The exercise: Copy out, exactly as written, only the line containing "You are given a photograph. Could you point to the overcast" and the lines after it through the end of the records.

Position identification records:
* * * * * * * * *
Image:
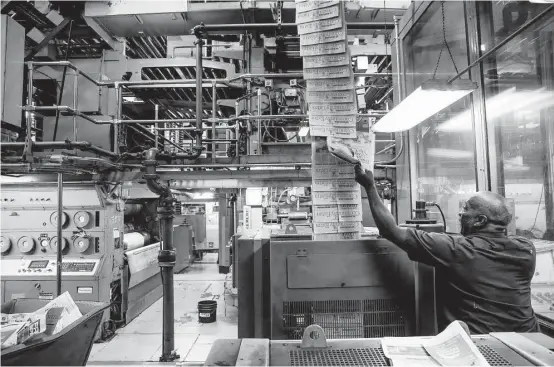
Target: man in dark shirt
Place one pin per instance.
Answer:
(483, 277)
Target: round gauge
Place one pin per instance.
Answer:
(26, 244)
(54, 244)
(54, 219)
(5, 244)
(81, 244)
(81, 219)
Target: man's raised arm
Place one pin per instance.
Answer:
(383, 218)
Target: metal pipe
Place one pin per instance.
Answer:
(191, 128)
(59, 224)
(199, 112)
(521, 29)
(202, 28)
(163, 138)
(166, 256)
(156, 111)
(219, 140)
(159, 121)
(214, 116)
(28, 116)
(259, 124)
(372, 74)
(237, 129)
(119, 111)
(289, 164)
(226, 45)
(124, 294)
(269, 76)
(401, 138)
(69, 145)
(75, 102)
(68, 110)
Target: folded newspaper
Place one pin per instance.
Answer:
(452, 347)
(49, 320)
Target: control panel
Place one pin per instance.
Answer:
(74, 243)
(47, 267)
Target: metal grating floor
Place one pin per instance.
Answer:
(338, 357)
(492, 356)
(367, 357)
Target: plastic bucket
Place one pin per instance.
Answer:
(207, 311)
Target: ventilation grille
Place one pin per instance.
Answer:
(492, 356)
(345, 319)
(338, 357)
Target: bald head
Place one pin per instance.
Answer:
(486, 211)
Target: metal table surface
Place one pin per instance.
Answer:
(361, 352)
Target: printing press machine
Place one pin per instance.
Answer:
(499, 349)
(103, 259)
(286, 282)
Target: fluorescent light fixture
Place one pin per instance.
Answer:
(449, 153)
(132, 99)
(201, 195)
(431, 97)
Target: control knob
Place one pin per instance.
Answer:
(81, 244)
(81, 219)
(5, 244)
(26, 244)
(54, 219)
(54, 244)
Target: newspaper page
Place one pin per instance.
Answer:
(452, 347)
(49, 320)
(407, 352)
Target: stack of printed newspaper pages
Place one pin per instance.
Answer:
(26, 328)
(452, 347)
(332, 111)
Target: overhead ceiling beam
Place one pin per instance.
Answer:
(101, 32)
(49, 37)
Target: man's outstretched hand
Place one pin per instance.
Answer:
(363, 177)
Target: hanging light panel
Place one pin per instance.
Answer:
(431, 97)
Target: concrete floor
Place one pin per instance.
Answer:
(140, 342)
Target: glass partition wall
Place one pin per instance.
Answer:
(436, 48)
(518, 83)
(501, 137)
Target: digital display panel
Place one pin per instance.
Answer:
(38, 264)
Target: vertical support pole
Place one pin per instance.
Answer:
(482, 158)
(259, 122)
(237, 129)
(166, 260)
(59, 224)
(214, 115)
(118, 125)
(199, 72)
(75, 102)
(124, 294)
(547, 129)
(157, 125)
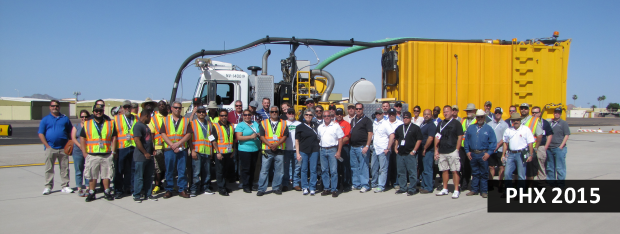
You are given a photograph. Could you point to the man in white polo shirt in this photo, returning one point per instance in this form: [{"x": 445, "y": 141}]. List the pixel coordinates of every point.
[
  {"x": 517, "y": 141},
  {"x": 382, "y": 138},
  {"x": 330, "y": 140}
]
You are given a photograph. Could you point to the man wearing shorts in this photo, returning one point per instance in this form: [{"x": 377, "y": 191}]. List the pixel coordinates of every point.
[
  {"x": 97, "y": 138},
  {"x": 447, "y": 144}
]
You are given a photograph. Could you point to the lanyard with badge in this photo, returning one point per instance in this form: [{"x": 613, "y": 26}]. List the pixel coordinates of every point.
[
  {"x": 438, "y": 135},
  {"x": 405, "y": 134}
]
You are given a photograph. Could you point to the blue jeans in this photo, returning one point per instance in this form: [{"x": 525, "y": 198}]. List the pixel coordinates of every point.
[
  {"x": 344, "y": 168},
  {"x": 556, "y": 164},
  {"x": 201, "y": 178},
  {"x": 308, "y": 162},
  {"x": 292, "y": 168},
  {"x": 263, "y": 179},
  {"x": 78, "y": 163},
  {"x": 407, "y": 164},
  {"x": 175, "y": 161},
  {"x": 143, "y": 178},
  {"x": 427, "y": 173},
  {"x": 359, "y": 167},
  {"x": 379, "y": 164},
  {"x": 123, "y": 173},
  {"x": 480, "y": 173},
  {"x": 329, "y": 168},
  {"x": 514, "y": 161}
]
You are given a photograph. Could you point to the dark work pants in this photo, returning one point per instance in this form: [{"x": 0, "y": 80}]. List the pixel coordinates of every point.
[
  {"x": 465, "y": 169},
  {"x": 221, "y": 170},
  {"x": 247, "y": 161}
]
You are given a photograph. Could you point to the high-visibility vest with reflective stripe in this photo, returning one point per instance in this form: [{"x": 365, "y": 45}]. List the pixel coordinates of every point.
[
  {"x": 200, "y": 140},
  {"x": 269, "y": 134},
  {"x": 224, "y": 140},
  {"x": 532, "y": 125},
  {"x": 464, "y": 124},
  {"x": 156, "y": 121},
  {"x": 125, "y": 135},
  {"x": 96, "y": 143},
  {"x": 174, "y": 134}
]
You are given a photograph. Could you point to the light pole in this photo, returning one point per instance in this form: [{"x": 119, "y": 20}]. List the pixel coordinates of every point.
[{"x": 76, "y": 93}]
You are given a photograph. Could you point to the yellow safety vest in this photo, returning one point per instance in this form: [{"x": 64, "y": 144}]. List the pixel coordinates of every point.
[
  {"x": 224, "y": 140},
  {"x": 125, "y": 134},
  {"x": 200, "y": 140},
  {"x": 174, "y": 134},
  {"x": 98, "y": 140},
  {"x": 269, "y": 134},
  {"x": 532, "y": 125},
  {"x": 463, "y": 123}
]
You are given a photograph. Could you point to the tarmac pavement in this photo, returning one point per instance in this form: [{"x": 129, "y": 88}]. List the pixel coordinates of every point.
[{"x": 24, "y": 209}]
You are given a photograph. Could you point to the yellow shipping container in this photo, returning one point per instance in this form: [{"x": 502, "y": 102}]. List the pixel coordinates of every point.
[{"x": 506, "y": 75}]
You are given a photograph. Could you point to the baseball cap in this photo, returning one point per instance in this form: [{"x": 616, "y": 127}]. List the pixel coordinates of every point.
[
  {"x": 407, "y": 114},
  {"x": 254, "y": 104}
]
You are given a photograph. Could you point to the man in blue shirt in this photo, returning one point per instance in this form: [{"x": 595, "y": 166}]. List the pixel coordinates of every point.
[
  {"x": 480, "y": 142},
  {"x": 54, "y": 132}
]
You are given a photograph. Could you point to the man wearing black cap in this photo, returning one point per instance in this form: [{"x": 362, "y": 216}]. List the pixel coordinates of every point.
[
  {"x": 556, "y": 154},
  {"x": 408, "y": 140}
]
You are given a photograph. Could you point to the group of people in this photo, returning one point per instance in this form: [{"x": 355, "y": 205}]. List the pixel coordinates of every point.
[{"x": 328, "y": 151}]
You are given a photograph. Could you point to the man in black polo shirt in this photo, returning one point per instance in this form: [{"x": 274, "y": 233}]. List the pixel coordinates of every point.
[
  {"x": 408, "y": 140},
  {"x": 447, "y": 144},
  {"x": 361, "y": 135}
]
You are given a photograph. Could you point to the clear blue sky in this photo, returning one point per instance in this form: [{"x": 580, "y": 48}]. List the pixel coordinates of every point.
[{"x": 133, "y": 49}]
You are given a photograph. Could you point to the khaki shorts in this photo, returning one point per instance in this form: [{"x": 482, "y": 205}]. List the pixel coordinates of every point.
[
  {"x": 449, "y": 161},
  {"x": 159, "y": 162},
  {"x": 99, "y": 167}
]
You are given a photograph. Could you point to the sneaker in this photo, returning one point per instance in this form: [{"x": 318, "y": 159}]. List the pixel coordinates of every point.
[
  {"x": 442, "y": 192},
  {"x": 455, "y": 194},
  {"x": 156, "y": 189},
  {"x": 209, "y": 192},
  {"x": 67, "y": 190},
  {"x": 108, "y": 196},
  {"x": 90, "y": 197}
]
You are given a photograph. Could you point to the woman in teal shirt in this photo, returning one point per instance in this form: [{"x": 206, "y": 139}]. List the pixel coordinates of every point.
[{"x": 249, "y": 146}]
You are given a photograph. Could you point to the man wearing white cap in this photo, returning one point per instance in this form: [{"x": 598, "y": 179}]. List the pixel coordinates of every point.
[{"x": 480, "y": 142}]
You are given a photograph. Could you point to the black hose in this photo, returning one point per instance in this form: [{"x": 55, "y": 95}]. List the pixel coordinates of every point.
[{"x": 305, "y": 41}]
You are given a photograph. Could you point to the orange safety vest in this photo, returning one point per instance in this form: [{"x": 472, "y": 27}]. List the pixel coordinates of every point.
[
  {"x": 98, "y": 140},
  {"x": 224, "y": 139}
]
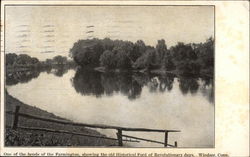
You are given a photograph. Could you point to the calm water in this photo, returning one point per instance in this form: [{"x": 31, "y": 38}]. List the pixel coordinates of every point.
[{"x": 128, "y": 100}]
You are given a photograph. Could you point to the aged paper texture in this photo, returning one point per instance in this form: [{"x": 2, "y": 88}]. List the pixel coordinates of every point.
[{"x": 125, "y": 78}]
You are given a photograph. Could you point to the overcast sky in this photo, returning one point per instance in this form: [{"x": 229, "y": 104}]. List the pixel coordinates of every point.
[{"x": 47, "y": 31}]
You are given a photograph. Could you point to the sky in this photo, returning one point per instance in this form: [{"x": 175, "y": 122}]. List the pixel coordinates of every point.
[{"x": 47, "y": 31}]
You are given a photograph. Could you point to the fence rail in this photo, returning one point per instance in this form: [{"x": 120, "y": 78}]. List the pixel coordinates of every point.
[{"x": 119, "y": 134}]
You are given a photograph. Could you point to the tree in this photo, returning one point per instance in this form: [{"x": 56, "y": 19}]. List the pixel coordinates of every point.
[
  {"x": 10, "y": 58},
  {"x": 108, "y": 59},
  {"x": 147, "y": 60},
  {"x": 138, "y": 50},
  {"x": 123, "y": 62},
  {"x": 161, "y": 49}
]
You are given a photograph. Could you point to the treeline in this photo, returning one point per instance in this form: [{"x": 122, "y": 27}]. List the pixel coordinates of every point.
* * * * * * * * *
Exercise result:
You are given a photograph. Could you point to the overcast sky in this photo, returning one point per instance in this form: [{"x": 229, "y": 104}]. List the pixel coordinates of every point.
[{"x": 47, "y": 31}]
You are given a photograph. Could you point to the sky in this photo, returning one point per instance in this form: [{"x": 175, "y": 122}]. List the pixel coordinates of every point.
[{"x": 47, "y": 31}]
You are given a photograph. Could you point to the fence rail in this photo, returning one point per instance in this form: [{"x": 120, "y": 78}]. List the pixel coordinates of every point.
[{"x": 119, "y": 134}]
You are given a photograph. Could you point to the tree in this photo, returning one point per instance in this form: [{"x": 56, "y": 19}]. List the pixel coordinates of every point.
[
  {"x": 10, "y": 58},
  {"x": 108, "y": 59},
  {"x": 147, "y": 60},
  {"x": 138, "y": 50},
  {"x": 123, "y": 62},
  {"x": 161, "y": 49}
]
You are given a photograph. Could you point to the treeline in this photo, returning one point per instance in this form: [{"x": 122, "y": 27}]. List the pixel coordinates of every point.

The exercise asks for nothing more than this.